▸ **Task brief**
Format the lines below as a numbered list, omitting any blank lines.

▸ **Extracted entries**

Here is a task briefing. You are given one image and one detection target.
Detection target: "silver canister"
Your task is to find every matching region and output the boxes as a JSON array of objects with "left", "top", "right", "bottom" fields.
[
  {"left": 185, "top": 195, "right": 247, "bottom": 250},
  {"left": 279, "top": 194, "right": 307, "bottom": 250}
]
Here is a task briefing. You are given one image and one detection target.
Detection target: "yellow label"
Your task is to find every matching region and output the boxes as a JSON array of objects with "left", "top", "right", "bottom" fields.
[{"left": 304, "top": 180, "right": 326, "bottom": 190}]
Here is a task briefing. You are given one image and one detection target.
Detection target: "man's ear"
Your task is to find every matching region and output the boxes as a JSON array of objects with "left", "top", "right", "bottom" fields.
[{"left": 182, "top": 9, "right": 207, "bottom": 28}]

▸ **Task solution**
1. Here is a task briefing. You are given one image and one detection target.
2. Detection target: "silver canister"
3. Your task is to find every matching region and output the boxes as a JSON array of objects with "left", "top", "right", "bottom" fields.
4. [
5.   {"left": 185, "top": 195, "right": 247, "bottom": 250},
6.   {"left": 279, "top": 194, "right": 307, "bottom": 250}
7. ]
8. Here is a task briefing. You are given one image and one detection target.
9. Detection target: "yellow label"
10. Your task is to find every matching region and output the boxes as a JSON array of objects with "left", "top", "right", "bottom" fields.
11. [{"left": 304, "top": 180, "right": 326, "bottom": 190}]
12. Here is a task briefing. You are given one image and one detection target.
13. Detection target: "man's ear"
14. Your task is to find every matching region and output the boxes as a JSON array of objects with "left", "top", "right", "bottom" fields.
15. [{"left": 182, "top": 9, "right": 207, "bottom": 28}]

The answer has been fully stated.